**Set task**
Report each line of the listing below that contains the string "lamp", matching uppercase and lowercase exactly.

————

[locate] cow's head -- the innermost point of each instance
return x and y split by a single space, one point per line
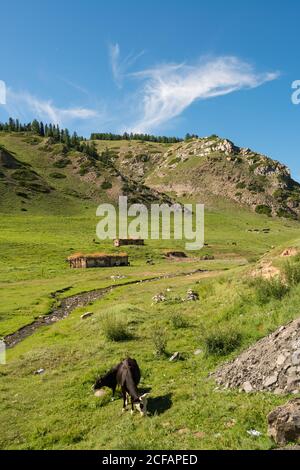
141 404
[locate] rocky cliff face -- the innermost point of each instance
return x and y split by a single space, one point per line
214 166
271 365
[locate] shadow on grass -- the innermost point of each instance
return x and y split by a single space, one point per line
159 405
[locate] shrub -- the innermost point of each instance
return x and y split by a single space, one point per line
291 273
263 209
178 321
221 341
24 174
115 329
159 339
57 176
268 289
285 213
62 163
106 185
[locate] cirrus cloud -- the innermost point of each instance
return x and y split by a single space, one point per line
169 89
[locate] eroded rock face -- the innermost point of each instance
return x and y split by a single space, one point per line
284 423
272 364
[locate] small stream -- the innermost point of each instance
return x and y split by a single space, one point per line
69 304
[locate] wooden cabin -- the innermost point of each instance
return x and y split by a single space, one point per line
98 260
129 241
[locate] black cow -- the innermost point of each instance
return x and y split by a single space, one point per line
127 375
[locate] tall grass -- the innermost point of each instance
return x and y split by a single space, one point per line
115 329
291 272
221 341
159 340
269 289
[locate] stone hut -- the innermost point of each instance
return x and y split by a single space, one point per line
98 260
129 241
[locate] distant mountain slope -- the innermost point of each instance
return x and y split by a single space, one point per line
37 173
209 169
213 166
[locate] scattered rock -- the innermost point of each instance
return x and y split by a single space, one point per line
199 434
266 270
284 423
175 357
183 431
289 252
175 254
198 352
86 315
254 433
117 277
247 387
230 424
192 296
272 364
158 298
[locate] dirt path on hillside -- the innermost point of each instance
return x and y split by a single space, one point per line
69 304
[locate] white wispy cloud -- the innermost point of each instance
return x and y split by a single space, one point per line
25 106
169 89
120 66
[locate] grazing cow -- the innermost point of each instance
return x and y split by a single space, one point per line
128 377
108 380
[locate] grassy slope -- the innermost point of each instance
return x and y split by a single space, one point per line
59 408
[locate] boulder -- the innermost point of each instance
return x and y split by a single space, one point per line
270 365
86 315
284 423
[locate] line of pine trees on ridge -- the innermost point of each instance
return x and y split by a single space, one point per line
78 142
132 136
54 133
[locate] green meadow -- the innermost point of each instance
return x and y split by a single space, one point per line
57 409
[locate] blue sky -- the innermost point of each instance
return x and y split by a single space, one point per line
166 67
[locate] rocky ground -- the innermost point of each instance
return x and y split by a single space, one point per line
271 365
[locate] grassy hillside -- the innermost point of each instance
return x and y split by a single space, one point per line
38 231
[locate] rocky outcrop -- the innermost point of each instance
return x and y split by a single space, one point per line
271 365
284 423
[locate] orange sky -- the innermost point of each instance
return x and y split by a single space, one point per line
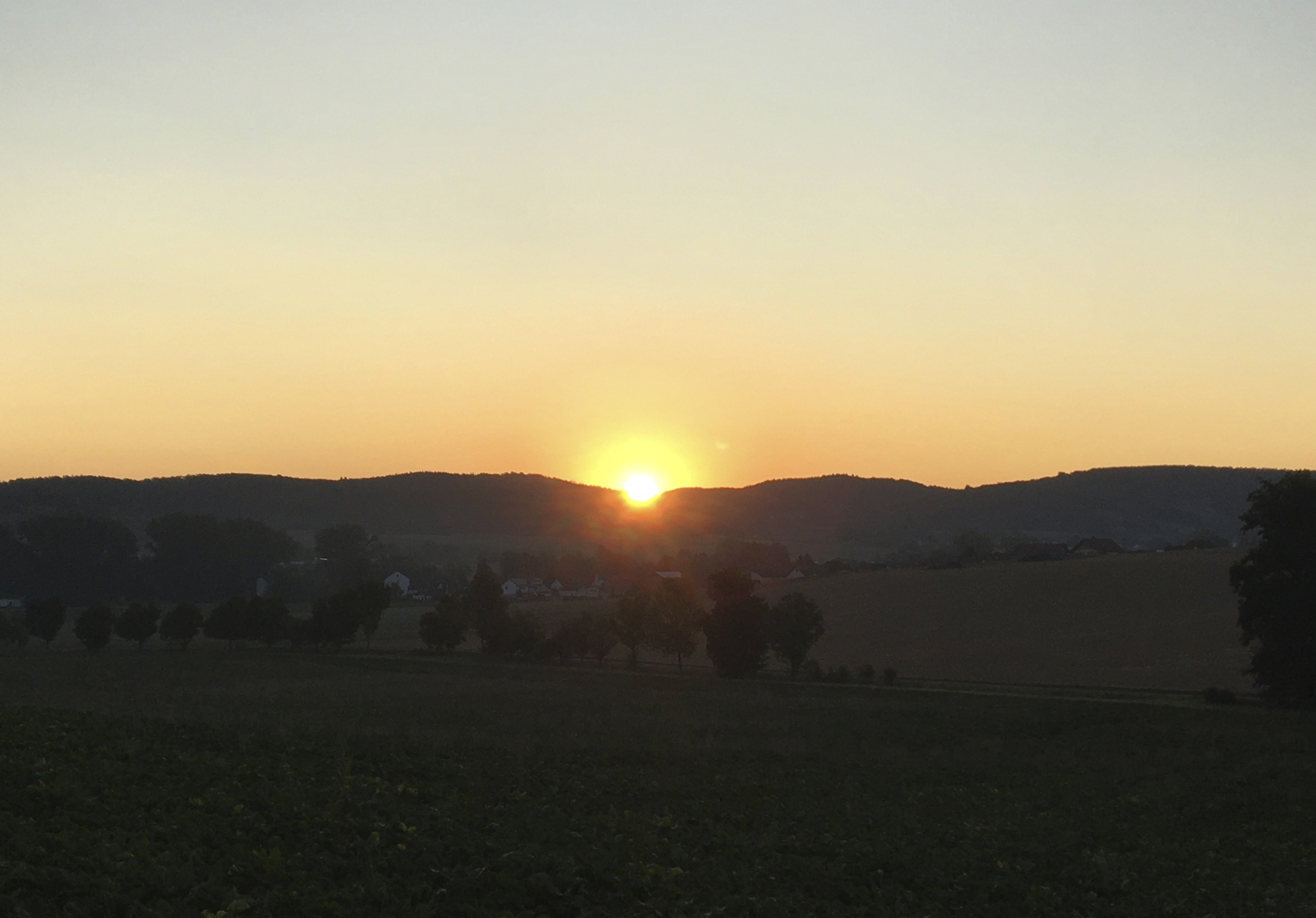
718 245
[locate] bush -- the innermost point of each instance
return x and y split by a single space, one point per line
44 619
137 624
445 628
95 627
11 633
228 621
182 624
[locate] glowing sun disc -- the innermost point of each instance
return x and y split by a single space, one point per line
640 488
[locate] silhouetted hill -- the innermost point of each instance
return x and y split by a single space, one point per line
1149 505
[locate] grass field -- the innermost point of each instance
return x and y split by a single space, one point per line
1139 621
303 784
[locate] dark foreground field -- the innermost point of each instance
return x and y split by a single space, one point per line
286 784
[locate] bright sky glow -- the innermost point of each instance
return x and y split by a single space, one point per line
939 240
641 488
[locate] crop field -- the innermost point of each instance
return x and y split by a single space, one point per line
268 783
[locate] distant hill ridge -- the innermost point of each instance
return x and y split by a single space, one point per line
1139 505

————

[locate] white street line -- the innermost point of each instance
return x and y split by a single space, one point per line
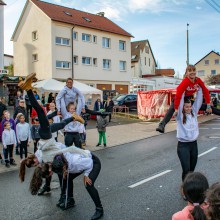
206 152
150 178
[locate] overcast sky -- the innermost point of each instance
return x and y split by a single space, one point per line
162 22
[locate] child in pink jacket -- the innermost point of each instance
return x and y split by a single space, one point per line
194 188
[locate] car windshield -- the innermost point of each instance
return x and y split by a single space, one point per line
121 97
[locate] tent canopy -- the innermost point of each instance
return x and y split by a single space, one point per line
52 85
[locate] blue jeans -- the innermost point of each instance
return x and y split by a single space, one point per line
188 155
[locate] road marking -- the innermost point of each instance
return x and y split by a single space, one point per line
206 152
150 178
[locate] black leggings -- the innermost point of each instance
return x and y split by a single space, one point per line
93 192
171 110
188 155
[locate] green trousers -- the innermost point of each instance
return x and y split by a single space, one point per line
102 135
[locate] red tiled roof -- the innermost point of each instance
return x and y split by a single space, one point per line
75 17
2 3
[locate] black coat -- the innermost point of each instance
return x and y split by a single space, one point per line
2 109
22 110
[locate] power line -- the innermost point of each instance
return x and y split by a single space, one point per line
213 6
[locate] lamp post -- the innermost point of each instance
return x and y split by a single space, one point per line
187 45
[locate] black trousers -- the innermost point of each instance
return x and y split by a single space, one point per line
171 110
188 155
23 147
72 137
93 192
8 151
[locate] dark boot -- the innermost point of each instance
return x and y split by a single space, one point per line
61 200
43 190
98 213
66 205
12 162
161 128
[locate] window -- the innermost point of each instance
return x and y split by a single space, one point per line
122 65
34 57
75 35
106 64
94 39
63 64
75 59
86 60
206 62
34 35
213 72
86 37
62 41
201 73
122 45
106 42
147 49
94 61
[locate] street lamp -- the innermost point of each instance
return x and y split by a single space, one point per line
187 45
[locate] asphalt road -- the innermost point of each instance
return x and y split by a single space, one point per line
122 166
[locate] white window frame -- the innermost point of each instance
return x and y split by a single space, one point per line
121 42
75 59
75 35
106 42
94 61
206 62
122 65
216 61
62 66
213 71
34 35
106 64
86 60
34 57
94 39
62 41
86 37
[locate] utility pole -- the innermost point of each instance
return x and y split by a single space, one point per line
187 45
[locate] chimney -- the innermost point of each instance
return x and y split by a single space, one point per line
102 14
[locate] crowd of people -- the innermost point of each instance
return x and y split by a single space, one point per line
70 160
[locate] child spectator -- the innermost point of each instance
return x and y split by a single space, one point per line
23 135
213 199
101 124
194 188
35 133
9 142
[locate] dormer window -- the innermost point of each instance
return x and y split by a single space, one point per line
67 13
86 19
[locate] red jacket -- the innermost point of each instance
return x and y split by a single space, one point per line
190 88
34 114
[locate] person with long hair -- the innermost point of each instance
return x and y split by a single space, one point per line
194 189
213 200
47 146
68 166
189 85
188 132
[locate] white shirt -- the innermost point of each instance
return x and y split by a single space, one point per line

————

**Exercise output**
[locate] lamp post -- the innermost point of each instance
[locate] street lamp -- the innermost point of each instance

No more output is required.